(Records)

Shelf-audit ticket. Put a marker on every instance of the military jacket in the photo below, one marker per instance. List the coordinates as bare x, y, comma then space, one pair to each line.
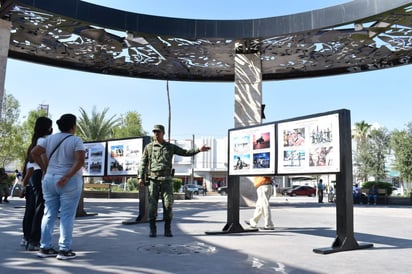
160, 156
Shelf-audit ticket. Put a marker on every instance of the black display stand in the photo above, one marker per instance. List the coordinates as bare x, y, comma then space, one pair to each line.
233, 199
142, 217
345, 239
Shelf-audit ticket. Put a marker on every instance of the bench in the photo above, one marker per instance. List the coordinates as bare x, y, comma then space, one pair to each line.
382, 194
106, 187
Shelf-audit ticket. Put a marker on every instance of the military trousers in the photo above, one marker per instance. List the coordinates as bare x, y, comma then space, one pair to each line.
163, 189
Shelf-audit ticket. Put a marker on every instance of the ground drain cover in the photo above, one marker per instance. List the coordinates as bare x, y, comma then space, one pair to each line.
178, 249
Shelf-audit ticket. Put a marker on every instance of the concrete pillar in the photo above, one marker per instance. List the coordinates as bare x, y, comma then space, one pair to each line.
5, 27
248, 104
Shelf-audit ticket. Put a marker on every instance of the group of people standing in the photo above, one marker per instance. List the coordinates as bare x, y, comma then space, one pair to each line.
52, 183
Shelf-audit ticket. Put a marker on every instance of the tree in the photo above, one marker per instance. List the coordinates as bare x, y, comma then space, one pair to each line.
362, 156
10, 132
401, 144
96, 127
378, 149
130, 125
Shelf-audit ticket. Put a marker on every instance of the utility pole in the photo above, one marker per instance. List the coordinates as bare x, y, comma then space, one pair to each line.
193, 161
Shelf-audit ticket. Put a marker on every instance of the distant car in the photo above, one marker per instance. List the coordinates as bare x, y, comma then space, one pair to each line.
362, 199
396, 191
302, 191
222, 190
196, 189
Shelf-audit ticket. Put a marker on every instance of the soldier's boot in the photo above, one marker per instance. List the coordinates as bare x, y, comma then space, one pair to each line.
168, 231
153, 231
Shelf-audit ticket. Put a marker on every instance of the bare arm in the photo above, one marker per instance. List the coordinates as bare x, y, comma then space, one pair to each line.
38, 153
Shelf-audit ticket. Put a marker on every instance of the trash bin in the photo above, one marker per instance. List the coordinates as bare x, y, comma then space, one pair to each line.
188, 194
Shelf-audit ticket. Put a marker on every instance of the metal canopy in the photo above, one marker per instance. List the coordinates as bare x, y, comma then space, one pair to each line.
357, 36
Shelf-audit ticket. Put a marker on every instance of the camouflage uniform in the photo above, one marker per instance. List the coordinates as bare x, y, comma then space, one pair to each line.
160, 156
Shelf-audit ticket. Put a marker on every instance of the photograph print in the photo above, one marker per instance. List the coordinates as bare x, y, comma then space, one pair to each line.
251, 150
94, 159
309, 145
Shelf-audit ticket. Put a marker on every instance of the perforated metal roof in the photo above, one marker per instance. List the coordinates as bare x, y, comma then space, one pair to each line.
357, 36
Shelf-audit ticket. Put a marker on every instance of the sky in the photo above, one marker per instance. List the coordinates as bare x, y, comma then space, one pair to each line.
207, 109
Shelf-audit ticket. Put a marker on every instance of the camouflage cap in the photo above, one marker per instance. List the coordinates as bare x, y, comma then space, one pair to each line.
159, 128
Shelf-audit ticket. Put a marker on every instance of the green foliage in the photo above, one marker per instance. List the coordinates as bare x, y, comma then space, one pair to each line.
379, 184
177, 184
378, 149
361, 156
401, 144
96, 127
130, 125
10, 131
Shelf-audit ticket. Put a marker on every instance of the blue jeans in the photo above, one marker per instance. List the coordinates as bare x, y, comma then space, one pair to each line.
64, 198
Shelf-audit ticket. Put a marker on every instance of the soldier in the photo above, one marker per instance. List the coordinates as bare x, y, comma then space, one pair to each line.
156, 171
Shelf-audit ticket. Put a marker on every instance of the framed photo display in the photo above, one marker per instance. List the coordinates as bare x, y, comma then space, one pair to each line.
252, 150
309, 145
124, 156
95, 159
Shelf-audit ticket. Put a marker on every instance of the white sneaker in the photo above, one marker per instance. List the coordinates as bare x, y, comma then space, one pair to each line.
248, 223
23, 242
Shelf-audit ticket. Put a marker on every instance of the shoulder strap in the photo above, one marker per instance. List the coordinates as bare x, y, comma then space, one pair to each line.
51, 154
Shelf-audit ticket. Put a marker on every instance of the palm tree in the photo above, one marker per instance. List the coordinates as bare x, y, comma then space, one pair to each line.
361, 132
361, 136
96, 127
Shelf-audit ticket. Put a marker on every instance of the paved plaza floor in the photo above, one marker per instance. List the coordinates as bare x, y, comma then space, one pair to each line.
104, 245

PROBLEM DESCRIPTION: Copy the records above word for word, starting at the line that contains "the soldier in" and continuing through the end of the records, including both ends.

ANSWER BELOW:
Shelf-audit ticket. Put a marker on every instance of the soldier in the photo above, one marker per instance. List the coordinates as bare x, y, comma then space, one pair to each line.
156, 171
Shelf-audit ticket. Put a marker on every instance of the framed photo display in the photo above, one marker per instance. List the coordinates as bare x, y, comma then space, one pair to each line.
252, 150
309, 145
124, 156
95, 159
Shelf-audit ticket. Put a marker on every instance of the white sneaker in the photo above, one marker per instance. List the coordinates as bare x, y, comma then space, one pair to each line.
248, 223
23, 242
Shelf-audit ticket. Put a marker on every instance of the shoulder strap in the photo above, one marker per instance. List the coordinates as bare x, y, comma then space, one pair to each line.
51, 154
Shelf-audit ticket. Put a marker on every instance of the palm tree in the photo above, one marker per instance. List the coordinates as bare x, y, comma then space, one pair to each line.
361, 132
361, 136
96, 127
Shelf-audit ticket. Put a marker on every instance of the paved plaza floor in the photo above, one marker per instance. List the coordinates as bare x, y, comma then space, one pair to each line.
104, 245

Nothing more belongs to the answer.